++++ TEXT UNDER STUDY ++++
Ernie Mills

Personal information
- Full name: Ernest Mills
- Born: 1904 Bigga, New South Wales, Australia
- Died: 1983 (aged 78–79)

Playing information
- Position: Wing
Club
| Years | Team | Pld | T | G | FG | P |
| 1927–35 | Huddersfield | 386 | 288 |  |  | 864 |
Representative
| Years | Team | Pld | T | G | FG | P |
| 1929–30 | Other Nationalities | 2 | 1 |  |  | 3 |

= Ernie Mills (rugby league) =

Australian rugby league player

Ernie "Bigga" Mills (1904–1983) was an Australian rugby league footballer who played professionally in England as a for Huddersfield before a severe injury ended his playing career at only age 31.

==Early life==

Mills was born in Bigga, New South Wales and after attending the local primary school went to high school in Goulburn before attending college in Sydney where he trained as a teacher. His rugby league career began with local teams in Bigga and Goulburn. After completing his college course, Mills took a teaching post in Grenfell, New South Wales where he played for the local rugby team.

==Professional rugby career==
At various times during the early decades of the 20th century there was a ban on British rugby league teams signing players from outside the United Kingdom. The most recent ban dated from 1923 and existed because of fears from the Australian league authorities that the best players would be attracted to play in Britain rather than stay at home and develop the game at home. By 1927 the British clubs wanted the ban lifting and in June 1927 the ban was lifted. The Grenfell team were at this time coached by Huddersfield player, Ben Gronow. Gronow recommended Mills to Huddersfield and with days of the transfer ban being lifted Mills had signed a contract with Huddersfield and arrived in England in time for the start of the 1927–28 season.
++++
REQUIRED WORK.
1 - Turn the paragraph of the Ernie Mills article that begins "Mills was born in Bigga" into a short bulleted list that keeps its main facts.
2 - According to the Ernie Mills article, in what month and year was the ban on British clubs signing overseas players lifted?
3 - Carry the Ernie Mills article forward, starting after its last sentence.
The entries were taken from a separate source.
++++ RECORDS SUPPLIED ++++
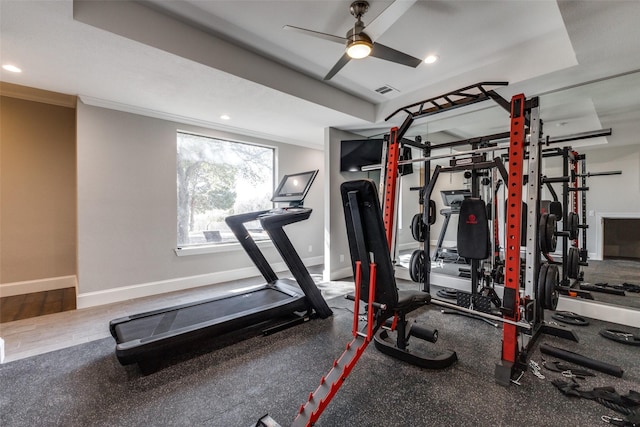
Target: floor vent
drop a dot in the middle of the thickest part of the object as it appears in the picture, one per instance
(383, 90)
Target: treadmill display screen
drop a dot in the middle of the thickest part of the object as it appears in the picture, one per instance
(294, 188)
(454, 198)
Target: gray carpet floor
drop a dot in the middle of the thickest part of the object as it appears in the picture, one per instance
(235, 385)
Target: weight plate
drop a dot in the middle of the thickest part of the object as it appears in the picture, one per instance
(416, 266)
(573, 263)
(551, 294)
(542, 277)
(417, 229)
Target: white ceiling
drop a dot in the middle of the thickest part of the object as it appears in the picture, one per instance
(192, 61)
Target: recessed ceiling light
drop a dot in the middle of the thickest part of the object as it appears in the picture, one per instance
(12, 68)
(430, 59)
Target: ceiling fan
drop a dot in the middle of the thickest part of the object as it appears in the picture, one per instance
(358, 43)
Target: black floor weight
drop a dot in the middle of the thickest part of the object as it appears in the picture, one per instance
(573, 263)
(551, 294)
(416, 266)
(547, 239)
(417, 228)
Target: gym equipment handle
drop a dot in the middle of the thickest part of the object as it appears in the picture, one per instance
(581, 360)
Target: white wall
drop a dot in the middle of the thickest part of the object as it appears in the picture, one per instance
(127, 206)
(337, 262)
(615, 195)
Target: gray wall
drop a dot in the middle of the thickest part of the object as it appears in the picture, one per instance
(127, 228)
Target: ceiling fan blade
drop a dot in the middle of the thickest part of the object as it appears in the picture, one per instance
(325, 36)
(381, 23)
(388, 54)
(341, 63)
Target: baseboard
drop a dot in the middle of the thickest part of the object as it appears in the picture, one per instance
(124, 293)
(597, 310)
(39, 285)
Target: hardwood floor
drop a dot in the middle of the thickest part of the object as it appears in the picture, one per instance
(18, 307)
(42, 334)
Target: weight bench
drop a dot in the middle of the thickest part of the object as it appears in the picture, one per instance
(376, 290)
(368, 244)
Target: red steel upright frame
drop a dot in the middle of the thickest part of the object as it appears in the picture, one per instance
(513, 230)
++++
RESPONSES BY TASK.
1 -
- Born in Bigga, New South Wales
- Attended the local primary school, then high school in Goulburn
- Trained as a teacher at college in Sydney
- Began his rugby league career with local teams in Bigga and Goulburn
- Took a teaching post in Grenfell, New South Wales, and played for the local rugby team there

2 - June 1927.

3 -
Mills scored his first try for Huddersfield on his debut, scoring the only points of the game, a 3–0 victory over Castleford on 27 August 1927.

For the 1927–28 season and the following five seasons Mills was to be Huddersfield's top try scorer and for two seasons, 1928–29 and 1931–32 he was the league's top try scorer.

Mills played and won in two Championship finals, 1928–29 (2–0 vs Leeds), and 1929–30 (10–0 in a replay against Leeds after a 2–2 draw). Huddersfield won the Yorkshire League in the same two seasons.

In 1931 Mills won a Yorkshire Cup winners medal as Huddersfield beat Hunslet 4–2 in the 1931–32 Yorkshire Cup final at Headingley.

The quartet of winning all four different cups was completed in 1933 as Mills was a member of the team that triumphed in the 1932–33 Challenge Cup final and he scored a try as Huddersfield beat Warrington 21–17 at Wembley on 6 May 1933.

During the 1934–35 season Mills requested a transfer from Huddersfield and was placed on the transfer list with a fee of £600, but before any transfer was agreed Mills was injured playing against Bradford Northern in April 1935. Mills did not play for the rest of the season and despite surgery, the injury was so severe that Mills was advised to retire from playing at the end of 1935.

In total Mills made 386 appearances for Huddersfield, scoring 288 tries, and in a sport where injuries were common played 123 consecutive games between 28 December 1929 and 5 September 1932.

Mills was never considered for selection for the Australian national team and the only representative honours he achieved were to play twice for the Other Nationalities against England in 1929 and 1930, his only international try being scored in the 1930 game.

==Teaching career==
Mills held several teaching posts in England both while playing rugby and after his retirement from the game. During the Great Depression of the early 1930s, he was in charge of the youth section of a training centre for unemployed young people in Huddersfield.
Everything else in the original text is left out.